** Data extracts **
::::::::::

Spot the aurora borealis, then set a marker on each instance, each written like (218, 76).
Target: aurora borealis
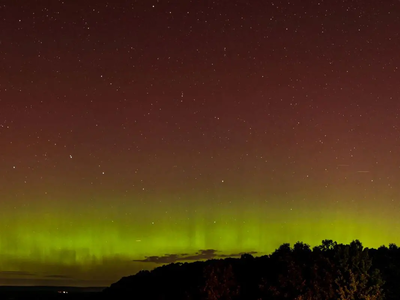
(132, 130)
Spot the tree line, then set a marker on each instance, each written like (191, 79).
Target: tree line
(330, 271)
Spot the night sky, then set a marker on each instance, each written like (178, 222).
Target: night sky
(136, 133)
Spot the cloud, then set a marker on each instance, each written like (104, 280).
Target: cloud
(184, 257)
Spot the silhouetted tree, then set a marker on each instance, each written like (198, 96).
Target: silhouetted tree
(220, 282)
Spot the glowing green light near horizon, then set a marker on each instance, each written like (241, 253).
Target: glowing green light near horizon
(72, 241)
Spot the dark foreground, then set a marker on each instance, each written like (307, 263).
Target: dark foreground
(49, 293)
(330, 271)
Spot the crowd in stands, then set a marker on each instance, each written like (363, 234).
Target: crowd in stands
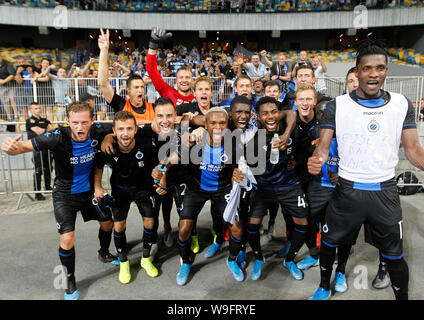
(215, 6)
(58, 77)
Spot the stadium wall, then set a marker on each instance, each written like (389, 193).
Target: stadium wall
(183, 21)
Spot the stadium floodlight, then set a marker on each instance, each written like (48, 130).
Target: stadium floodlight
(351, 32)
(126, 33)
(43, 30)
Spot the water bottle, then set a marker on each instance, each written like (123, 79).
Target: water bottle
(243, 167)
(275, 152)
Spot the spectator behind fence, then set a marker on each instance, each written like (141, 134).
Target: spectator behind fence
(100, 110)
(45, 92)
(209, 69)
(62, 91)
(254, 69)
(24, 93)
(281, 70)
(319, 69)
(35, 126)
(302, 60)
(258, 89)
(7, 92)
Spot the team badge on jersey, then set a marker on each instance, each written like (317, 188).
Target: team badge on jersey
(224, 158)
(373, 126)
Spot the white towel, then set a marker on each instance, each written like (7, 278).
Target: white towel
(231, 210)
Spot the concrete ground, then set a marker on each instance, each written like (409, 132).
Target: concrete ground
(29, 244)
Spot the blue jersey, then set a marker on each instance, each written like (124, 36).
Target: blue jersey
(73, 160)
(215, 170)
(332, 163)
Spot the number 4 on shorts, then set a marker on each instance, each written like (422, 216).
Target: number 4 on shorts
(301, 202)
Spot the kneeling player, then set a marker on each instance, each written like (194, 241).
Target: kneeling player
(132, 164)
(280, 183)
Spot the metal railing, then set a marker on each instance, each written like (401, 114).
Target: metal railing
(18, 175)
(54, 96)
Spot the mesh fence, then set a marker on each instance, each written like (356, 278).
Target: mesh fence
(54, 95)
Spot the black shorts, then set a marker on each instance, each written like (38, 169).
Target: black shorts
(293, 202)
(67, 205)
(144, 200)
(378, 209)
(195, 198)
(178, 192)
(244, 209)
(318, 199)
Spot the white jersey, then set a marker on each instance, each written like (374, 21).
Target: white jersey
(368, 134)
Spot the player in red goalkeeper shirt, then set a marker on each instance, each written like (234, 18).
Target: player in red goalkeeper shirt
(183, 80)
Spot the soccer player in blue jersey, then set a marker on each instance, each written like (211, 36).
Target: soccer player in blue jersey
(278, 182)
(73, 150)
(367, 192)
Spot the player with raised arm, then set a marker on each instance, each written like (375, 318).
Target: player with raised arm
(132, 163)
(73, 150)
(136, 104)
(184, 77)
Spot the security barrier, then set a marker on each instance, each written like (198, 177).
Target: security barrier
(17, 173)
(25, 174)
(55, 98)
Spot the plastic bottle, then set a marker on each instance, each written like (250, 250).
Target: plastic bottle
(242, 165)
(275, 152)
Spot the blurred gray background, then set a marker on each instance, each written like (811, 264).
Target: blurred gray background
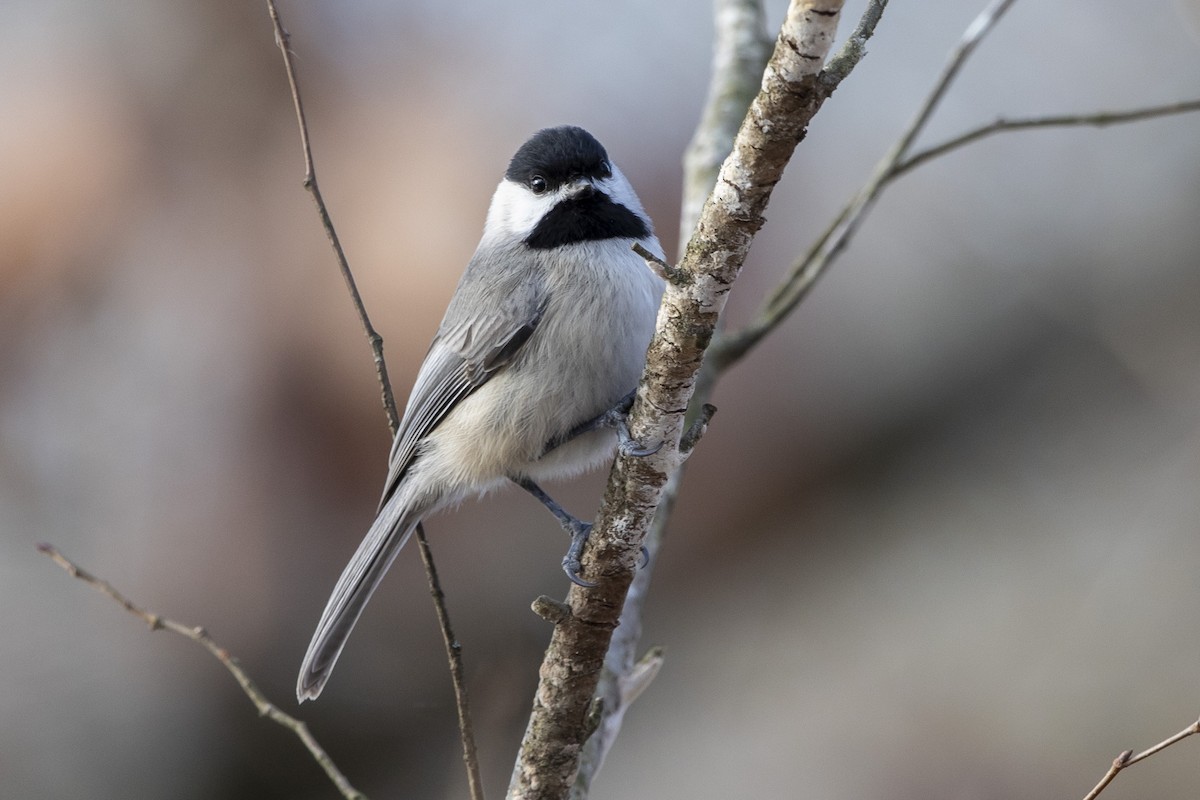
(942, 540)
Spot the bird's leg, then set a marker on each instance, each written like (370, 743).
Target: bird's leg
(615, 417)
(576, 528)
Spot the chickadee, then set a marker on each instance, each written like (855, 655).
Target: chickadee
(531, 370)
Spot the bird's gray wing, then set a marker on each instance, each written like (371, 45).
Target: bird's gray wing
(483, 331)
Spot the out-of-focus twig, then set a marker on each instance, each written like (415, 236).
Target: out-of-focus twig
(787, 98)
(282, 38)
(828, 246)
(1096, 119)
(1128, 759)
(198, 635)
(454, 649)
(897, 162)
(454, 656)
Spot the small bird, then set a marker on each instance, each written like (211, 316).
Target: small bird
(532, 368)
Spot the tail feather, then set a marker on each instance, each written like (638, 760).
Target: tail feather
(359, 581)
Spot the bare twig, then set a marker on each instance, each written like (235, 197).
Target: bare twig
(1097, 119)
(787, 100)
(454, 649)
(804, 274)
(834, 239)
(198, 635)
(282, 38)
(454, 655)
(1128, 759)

::::::::::

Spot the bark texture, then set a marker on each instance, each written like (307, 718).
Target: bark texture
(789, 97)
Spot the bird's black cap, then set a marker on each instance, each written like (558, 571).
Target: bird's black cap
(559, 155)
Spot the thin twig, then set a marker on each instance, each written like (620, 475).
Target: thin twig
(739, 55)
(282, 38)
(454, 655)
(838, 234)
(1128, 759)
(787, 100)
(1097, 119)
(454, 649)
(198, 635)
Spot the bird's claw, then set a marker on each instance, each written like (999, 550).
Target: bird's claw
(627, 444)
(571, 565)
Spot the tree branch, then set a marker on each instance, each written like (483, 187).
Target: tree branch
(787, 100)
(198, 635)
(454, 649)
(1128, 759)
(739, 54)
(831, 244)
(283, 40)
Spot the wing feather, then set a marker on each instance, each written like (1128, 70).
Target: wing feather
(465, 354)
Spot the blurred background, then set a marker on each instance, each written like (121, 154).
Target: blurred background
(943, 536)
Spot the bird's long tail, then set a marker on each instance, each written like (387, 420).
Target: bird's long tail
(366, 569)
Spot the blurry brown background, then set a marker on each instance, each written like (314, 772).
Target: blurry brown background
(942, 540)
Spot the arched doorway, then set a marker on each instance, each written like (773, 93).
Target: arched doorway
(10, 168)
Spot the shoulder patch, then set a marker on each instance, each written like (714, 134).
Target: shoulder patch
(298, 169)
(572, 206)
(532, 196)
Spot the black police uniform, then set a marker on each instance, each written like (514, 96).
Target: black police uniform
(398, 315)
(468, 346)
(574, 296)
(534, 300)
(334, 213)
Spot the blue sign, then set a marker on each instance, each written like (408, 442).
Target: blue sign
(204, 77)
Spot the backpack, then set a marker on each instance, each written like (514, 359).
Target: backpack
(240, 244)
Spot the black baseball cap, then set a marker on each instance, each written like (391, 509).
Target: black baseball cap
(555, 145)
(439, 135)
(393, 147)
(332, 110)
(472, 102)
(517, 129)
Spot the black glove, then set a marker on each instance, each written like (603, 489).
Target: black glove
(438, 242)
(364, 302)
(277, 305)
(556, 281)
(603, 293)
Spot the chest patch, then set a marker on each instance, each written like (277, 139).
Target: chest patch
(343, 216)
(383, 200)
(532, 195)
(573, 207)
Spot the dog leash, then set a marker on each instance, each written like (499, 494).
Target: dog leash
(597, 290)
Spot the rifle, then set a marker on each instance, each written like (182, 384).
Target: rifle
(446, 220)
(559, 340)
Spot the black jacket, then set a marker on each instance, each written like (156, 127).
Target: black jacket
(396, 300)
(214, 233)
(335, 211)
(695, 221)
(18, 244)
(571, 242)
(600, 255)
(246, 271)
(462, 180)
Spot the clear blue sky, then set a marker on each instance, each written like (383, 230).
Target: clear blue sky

::::::::::

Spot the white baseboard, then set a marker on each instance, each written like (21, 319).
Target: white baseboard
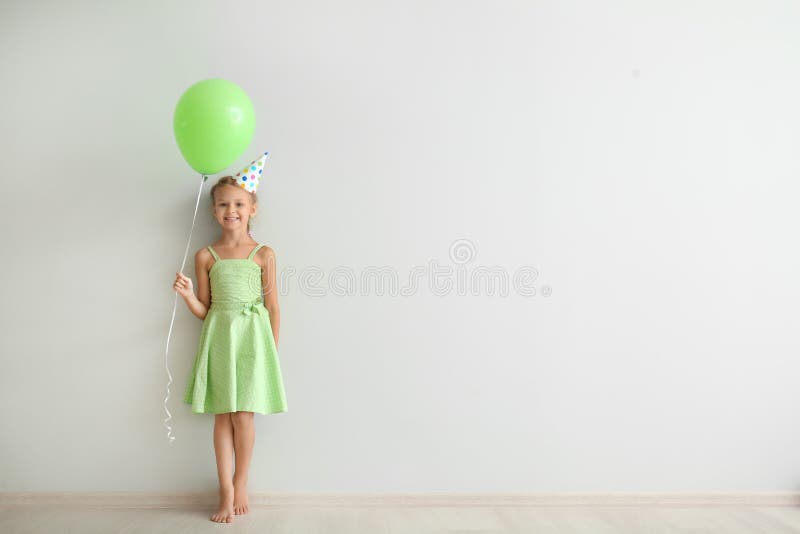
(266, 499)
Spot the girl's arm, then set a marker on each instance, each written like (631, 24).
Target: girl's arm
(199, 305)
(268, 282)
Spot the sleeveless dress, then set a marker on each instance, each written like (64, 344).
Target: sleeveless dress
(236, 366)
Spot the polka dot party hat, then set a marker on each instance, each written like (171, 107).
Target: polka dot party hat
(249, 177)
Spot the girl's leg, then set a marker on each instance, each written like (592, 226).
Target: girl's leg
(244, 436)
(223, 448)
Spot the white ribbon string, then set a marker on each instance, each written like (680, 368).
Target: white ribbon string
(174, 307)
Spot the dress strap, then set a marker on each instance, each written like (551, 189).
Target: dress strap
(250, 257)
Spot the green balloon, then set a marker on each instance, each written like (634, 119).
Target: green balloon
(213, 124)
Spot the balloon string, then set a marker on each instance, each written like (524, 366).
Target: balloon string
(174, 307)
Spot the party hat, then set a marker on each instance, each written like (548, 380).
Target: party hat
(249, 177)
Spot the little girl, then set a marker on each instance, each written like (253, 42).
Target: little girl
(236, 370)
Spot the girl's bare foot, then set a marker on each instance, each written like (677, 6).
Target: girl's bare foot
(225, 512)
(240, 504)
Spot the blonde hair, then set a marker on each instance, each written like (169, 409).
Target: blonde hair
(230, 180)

::::::::::

** Task description **
In the entries above, find each line with "clear" and copy it.

** Written solution **
Spot the clear blue sky, then set a marker on each instance, each written like (383, 230).
Target: clear blue sky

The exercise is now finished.